━━ Excerpted records
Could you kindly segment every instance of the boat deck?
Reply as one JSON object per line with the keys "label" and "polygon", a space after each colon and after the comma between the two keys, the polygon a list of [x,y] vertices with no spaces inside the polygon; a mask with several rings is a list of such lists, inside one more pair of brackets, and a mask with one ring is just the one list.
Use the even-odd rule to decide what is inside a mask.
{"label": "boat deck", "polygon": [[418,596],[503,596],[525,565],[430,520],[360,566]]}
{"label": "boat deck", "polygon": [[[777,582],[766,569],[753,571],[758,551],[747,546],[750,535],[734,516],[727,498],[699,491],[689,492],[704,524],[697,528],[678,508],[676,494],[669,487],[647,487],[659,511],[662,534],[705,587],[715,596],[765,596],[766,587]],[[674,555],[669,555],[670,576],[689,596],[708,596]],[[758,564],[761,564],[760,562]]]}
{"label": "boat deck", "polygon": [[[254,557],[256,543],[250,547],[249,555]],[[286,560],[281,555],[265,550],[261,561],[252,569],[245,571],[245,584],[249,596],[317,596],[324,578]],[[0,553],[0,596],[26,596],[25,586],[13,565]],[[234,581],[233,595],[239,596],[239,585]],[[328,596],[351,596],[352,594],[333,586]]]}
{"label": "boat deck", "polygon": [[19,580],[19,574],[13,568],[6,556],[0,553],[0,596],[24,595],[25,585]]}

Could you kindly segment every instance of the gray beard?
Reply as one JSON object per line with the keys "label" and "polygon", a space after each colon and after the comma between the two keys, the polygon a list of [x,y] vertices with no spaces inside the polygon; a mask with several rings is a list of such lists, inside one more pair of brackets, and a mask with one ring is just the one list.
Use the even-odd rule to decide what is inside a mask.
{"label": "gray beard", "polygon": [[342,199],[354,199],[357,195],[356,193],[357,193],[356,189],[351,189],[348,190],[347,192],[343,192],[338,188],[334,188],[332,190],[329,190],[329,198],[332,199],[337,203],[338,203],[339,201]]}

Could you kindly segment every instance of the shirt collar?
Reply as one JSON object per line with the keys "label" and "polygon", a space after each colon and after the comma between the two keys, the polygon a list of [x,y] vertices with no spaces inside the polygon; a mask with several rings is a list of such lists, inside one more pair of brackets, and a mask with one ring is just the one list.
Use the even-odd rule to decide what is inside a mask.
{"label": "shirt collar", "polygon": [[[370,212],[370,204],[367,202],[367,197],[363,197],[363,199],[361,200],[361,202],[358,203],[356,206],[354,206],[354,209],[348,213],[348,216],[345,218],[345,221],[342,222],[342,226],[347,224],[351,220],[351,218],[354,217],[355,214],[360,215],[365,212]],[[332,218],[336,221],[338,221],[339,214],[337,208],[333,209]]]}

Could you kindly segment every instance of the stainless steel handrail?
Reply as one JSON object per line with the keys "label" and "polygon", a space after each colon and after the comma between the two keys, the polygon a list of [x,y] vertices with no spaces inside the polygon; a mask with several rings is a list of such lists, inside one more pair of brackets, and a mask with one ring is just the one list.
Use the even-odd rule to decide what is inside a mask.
━━━━
**Aim of the task**
Take the records above and return them exactly as written.

**Expected answer**
Could you kindly segment every instance of the boat deck?
Reply as one JSON object per line with the keys "label" and "polygon", a space after each colon and after the comma between the two keys, the polygon a list of [x,y] vertices with no spaces inside the polygon; a mask with several rings is a list of such lists, inside one more pair of brackets, and a mask with one ring is just the one list.
Use the even-odd rule to decide what is inside a mask.
{"label": "boat deck", "polygon": [[418,596],[503,596],[525,565],[430,520],[360,566]]}
{"label": "boat deck", "polygon": [[[777,582],[766,569],[753,571],[758,551],[747,546],[750,535],[734,516],[727,498],[699,491],[689,492],[704,524],[697,528],[678,508],[676,494],[669,487],[647,487],[659,511],[662,534],[705,587],[715,596],[765,596],[766,587]],[[674,555],[669,555],[670,576],[689,596],[708,596]],[[758,564],[761,564],[760,562]]]}
{"label": "boat deck", "polygon": [[[254,557],[256,543],[250,547],[249,555]],[[286,560],[281,555],[265,550],[261,561],[252,569],[245,571],[245,584],[249,596],[317,596],[324,578]],[[0,553],[0,596],[26,596],[25,586],[13,565]],[[234,581],[233,595],[239,596],[239,585]],[[328,596],[351,596],[352,594],[333,586]]]}
{"label": "boat deck", "polygon": [[19,580],[19,574],[13,568],[6,556],[0,553],[0,596],[24,595],[25,585]]}

Could you kindly segment every instance of the gray beard?
Reply as one JSON object per line with the keys "label" and "polygon", a space after each colon and after the comma between the two keys, the polygon a list of [x,y] vertices with no spaces inside the polygon; a mask with several rings is a list of such lists, inside one more pair of brackets, and a mask with one ring is just the one list.
Use the even-odd rule to decide what is inside a mask.
{"label": "gray beard", "polygon": [[342,199],[354,199],[357,195],[356,193],[357,193],[356,189],[351,189],[348,190],[347,192],[343,192],[338,188],[334,188],[332,190],[329,190],[329,198],[332,199],[337,203],[338,203],[339,201]]}

Could you kindly segment every instance of the shirt collar?
Reply as one JSON object per line with the keys "label" and "polygon", a space after each colon and after the comma between the two keys, the polygon a list of [x,y] vertices with no spaces inside the polygon; a mask with several rings is a list of such lists, inside one more pair of brackets, and a mask with one ring is just the one list.
Use the even-odd rule to decide what is inside a mask.
{"label": "shirt collar", "polygon": [[[370,212],[370,204],[367,202],[367,197],[363,197],[363,199],[361,200],[361,202],[358,203],[356,206],[354,206],[354,209],[348,213],[348,216],[345,218],[345,221],[342,222],[342,226],[347,224],[351,220],[351,218],[354,217],[355,214],[360,215],[365,212]],[[332,218],[336,221],[338,221],[339,214],[337,208],[333,209]]]}

Could you kindly segment every instance of the stainless steel handrail?
Reply as one JSON object per line with the keys "label" and "polygon", a space after each colon and after the comma between the two keys, the polygon a list of [x,y] vertices with no spaces inside the polygon; a mask with several rings is a list of such lists, inside one more pair of brackets, and a mask with one ring is just the one list.
Use the even-odd rule to decide what is inside a mask.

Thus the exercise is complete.